● **YOUR GOAL**: A faithful transcription of all the data is required.

● **SOURCE INFORMATION**:
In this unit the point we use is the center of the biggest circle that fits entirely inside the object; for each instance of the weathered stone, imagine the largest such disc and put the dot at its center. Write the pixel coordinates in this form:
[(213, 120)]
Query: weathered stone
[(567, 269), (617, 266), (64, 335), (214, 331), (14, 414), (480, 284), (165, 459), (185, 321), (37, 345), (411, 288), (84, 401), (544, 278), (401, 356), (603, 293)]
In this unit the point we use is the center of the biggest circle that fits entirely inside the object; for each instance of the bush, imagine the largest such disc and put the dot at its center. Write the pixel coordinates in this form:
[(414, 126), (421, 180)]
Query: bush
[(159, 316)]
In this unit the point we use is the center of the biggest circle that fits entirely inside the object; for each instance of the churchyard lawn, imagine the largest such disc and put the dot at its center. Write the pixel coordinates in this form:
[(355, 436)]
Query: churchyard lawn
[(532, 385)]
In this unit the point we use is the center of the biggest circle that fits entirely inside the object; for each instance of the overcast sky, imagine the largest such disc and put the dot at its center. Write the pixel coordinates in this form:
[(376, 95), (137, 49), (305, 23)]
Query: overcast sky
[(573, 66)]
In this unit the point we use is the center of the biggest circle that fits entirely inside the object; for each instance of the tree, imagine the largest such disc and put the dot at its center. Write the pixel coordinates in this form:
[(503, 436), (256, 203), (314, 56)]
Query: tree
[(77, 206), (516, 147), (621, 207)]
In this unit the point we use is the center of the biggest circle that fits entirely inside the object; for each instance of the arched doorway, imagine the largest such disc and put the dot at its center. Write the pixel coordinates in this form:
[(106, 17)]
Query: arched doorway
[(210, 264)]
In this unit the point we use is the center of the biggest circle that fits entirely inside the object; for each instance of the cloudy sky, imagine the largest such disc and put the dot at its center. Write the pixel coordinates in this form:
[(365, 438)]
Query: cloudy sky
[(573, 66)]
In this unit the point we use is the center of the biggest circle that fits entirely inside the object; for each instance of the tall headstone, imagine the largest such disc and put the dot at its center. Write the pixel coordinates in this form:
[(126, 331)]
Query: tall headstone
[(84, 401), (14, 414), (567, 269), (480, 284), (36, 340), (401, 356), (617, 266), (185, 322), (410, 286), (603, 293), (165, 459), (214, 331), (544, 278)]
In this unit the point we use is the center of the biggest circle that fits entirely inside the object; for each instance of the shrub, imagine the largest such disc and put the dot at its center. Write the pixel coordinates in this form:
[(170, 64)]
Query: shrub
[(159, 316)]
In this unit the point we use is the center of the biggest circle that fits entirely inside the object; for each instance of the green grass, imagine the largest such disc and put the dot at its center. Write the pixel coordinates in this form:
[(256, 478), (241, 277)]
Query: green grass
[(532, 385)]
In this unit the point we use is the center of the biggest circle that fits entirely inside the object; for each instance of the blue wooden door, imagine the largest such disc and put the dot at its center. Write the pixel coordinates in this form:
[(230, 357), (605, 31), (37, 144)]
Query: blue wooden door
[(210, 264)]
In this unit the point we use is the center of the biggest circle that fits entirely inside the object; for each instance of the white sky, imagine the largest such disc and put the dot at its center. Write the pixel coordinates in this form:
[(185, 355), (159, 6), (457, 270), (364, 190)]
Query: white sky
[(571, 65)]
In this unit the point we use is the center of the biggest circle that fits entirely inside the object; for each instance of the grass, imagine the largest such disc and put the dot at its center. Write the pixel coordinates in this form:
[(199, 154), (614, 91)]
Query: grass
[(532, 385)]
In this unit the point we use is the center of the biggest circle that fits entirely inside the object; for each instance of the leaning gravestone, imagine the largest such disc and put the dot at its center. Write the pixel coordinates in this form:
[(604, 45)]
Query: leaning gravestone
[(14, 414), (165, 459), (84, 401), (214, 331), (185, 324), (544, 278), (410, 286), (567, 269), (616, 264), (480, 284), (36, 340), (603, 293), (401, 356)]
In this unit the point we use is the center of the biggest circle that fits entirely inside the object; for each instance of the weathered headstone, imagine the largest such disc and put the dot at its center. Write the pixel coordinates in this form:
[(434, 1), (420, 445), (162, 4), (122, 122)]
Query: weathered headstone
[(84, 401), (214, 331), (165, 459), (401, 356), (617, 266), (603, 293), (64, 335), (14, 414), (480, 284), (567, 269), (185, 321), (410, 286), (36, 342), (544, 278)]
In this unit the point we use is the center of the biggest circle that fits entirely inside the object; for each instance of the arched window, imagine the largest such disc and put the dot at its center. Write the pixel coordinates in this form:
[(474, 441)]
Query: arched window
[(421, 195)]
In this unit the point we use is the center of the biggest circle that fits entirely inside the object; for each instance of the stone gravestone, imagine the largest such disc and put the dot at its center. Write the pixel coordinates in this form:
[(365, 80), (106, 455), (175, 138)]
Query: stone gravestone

● **RESULT OF THIS TASK**:
In this unit the point we use is the center of the biggest circle that fits entirely inside the object; for each instance of the weathered stone, imagine the largest such disc and put the dot at its center. Write the pixel coordinates in this form:
[(213, 120)]
Query: weathered stone
[(567, 269), (617, 266), (64, 335), (214, 331), (14, 414), (480, 284), (165, 459), (185, 321), (37, 345), (411, 288), (84, 401), (544, 278), (401, 356), (603, 293)]
In this unit the point we use is the center of the biggest circle that fits entirely inside the object; for each instance of the bush, imagine the largest such disc and put the dot at its center. Write the pixel coordinates in this form:
[(414, 126), (421, 180)]
Query: bush
[(159, 316)]
In this unit the point we use is the center of the biggest circle that fits entirely inside the object; for each instance of the churchyard lawn, imagine the largest such disc and put the dot at its center. Write the pixel coordinates in this form:
[(355, 436)]
Query: churchyard lawn
[(532, 385)]
In this unit the point we use is the center of the biggest circle that fits entirely inside the object; for each instance of the overcast sky, imagine the largest such disc and put the dot at its center. Write the pixel coordinates in this form:
[(376, 95), (137, 49), (305, 23)]
Query: overcast sky
[(573, 66)]
In this unit the point we use is the center of the biggest circle that fits entirely inside the object; for each instance of the tree, imagine the largest such disc and put the dot at its center. Write the pixel coordinates in this form:
[(503, 436), (256, 203), (314, 56)]
Query: tree
[(77, 206), (516, 147), (621, 207)]
In this unit the point we use is the center of the biggest circle that fits entirely inside the object; for each instance of the arched doorway, imagine the largest such disc and put the dot at its center. Write the pixel coordinates in this form:
[(106, 17)]
Query: arched doorway
[(210, 264)]
In this unit the point we use is the center of the biggest circle that fits entirely inside the object; for each instance of the cloudy sky, imagine the largest such disc and put the dot at its center. Write the pixel coordinates in this form:
[(365, 438)]
Query: cloudy sky
[(573, 66)]
In this unit the point we use is the center of the biggest circle that fits entirely inside the object; for each instance of the tall headstone, imagine the largest such disc and put the dot at its center. Write the pixel coordinates in this form:
[(126, 331)]
Query: tall headstone
[(84, 401), (14, 414), (567, 269), (480, 284), (36, 340), (401, 356), (617, 266), (185, 322), (410, 286), (603, 293), (165, 459), (214, 331), (544, 278)]
In this unit the point we use is the center of the biggest circle that fits entirely inside the object; for each instance of the shrub, imagine the largest such disc and put the dot at its center. Write the pixel coordinates in this form:
[(170, 64)]
Query: shrub
[(159, 316)]
In this unit the point we use is the center of the biggest circle that fits entirely inside the object; for each instance of the green grass, imagine the largest such disc and put the dot at its center. Write the pixel coordinates in this form:
[(256, 478), (241, 277)]
Query: green grass
[(532, 385)]
In this unit the point we use is the center of the biggest circle that fits entirely inside the object; for each instance of the blue wooden door, imagine the largest such disc and put the dot at its center. Write the pixel coordinates in this form:
[(230, 357), (605, 31), (37, 144)]
Query: blue wooden door
[(210, 264)]
In this unit the point we use is the center of the biggest circle that fits entirely inside the object; for each instance of the white sky, imagine the largest such disc and put the dot at its center. Write the pixel coordinates in this form:
[(185, 355), (159, 6), (457, 270), (364, 190)]
Query: white sky
[(571, 65)]
In this unit the point we use is the center of the biggest circle that fits entirely inside the object; for each instance of the grass, imagine the largest such disc and put the dot at its center. Write the pixel coordinates in this form:
[(199, 154), (614, 91)]
Query: grass
[(532, 385)]
In this unit the point we use is the center of the biggest circle that fits entirely inside the object; for each instance of the leaning gravestone, imagine the largest such disc and put the dot at its center. Write the pixel coordinates in this form:
[(604, 45)]
Query: leaning gravestone
[(14, 414), (165, 459), (84, 401), (214, 331), (185, 324), (544, 278), (410, 286), (567, 269), (616, 264), (480, 284), (36, 340), (603, 293), (401, 356)]
In this unit the point we use is the center of the biggest circle that fits entirely inside the object; for each instance of the weathered headstone, imagine the largest such disc and put the dot at its center. Write the pixel coordinates in this form:
[(434, 1), (420, 445), (162, 4), (122, 122)]
Query: weathered headstone
[(84, 401), (214, 331), (165, 459), (401, 356), (617, 266), (603, 293), (64, 335), (14, 414), (480, 284), (567, 269), (185, 321), (410, 286), (36, 342), (544, 278)]
In this unit the point we use is the center of the biggest circle that fits entirely inside the object; for each instance of the arched window, imagine the largest such disc and put the dot at its center. Write the pixel coordinates in this form:
[(474, 441)]
Query: arched window
[(421, 195)]
In this unit the point we use is the center of the biggest circle that fits entirely inside the object; for each instance of the stone gravestone, imagine the largest such disc and put the dot at its center. Write the pixel coordinates in this form:
[(365, 80), (106, 455), (175, 138)]
Query: stone gravestone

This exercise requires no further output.